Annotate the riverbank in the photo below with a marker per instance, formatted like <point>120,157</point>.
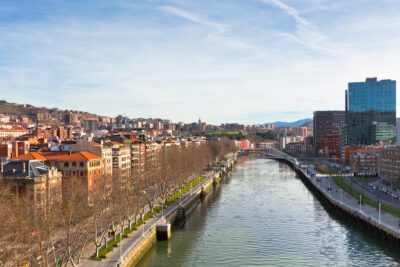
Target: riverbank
<point>381,225</point>
<point>264,215</point>
<point>136,245</point>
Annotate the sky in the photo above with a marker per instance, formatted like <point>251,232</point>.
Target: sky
<point>246,61</point>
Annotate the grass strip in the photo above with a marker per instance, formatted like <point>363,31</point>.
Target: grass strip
<point>365,199</point>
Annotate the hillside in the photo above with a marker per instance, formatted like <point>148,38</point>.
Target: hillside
<point>298,123</point>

━━━━

ACTIVITY: Whenever a line above contains "with", copy that line.

EXERCISE OUTPUT:
Annotate the riverbank in the photo below with a marker per instance, formatted like <point>120,157</point>.
Annotate the sky in the photo above with a marker per instance, formatted like <point>251,232</point>.
Annotate the grass strip in the photo above with a marker per instance, formatted like <point>363,31</point>.
Annotate the hillside in the photo above with a marker per instance, formatted like <point>148,38</point>.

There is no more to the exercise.